- DESCRIPTION OF THE TASK
Transcribe the entries that follow exactly as they appear, minus pictures.

━━ SUPPLIED RECORDS

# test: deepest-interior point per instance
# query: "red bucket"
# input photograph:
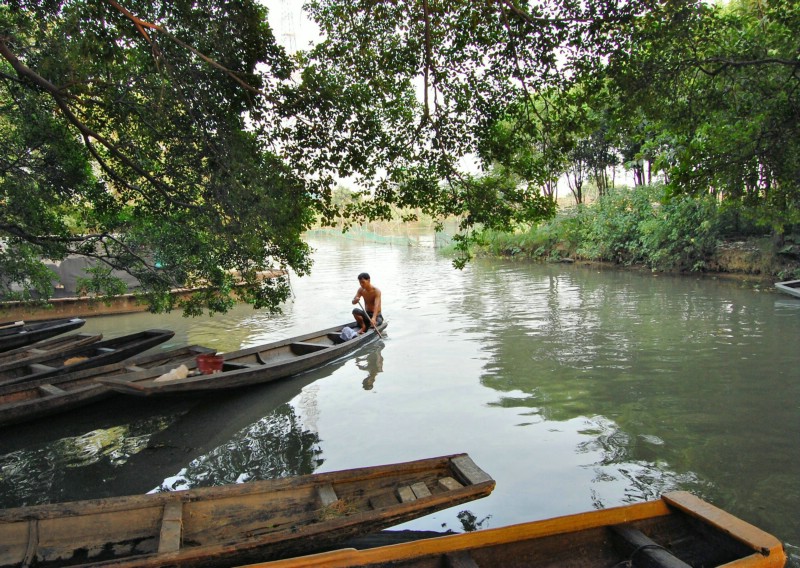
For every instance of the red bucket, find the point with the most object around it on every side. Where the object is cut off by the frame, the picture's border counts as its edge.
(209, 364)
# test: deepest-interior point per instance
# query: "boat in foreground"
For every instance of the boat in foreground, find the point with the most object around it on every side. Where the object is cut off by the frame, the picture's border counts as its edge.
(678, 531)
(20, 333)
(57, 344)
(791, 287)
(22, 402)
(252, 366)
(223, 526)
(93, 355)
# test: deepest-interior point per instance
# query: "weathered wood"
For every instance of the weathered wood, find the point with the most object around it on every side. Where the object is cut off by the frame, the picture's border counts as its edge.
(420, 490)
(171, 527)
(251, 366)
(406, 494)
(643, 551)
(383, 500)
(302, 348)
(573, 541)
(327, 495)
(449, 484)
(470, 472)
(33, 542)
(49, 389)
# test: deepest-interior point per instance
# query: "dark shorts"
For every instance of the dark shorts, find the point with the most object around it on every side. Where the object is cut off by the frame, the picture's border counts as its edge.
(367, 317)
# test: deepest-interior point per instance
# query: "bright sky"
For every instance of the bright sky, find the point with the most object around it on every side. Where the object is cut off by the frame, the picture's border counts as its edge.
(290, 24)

━━━━

- WRITTEN ANSWER
# test: deepest-interior point per instance
# query: "red bucket"
# input photograph:
For every instance of the red bucket, find the point with the most object around it on every side. Where the object is cut off by the frame, the picture's border counts as its edge.
(209, 364)
# test: deepest-interior point per instance
# query: "boat in foreground"
For every instance of the boat in foreground, find the point with the most object around it on every side. Where the object is cut off by the frame, the picture's border counts as its edge.
(678, 531)
(20, 333)
(57, 344)
(791, 287)
(22, 402)
(252, 366)
(223, 526)
(93, 355)
# test: deepest-interior point per instance
# query: "weathered wood"
For every instance of the weathered wood, find the point with the most object around it on every side. Where the object is cut off by the frame, the picture's border counts as its edge.
(420, 490)
(171, 527)
(251, 366)
(406, 494)
(643, 551)
(383, 500)
(302, 348)
(573, 541)
(327, 495)
(449, 484)
(470, 472)
(33, 542)
(49, 389)
# test: deepest-interior point per instance
# query: "dark shorts"
For every instance of the dark shorts, find the point with the most object around it on every side. Where the object is cut off by the frame, the picture's border counts as its edge.
(367, 317)
# test: deepest-interior point per instance
# query: "bright sky"
For every instance of the bright sky, find the point with the most object around it on every side. Where the object is cut off by the frame, the picture's border counts as its edge.
(290, 24)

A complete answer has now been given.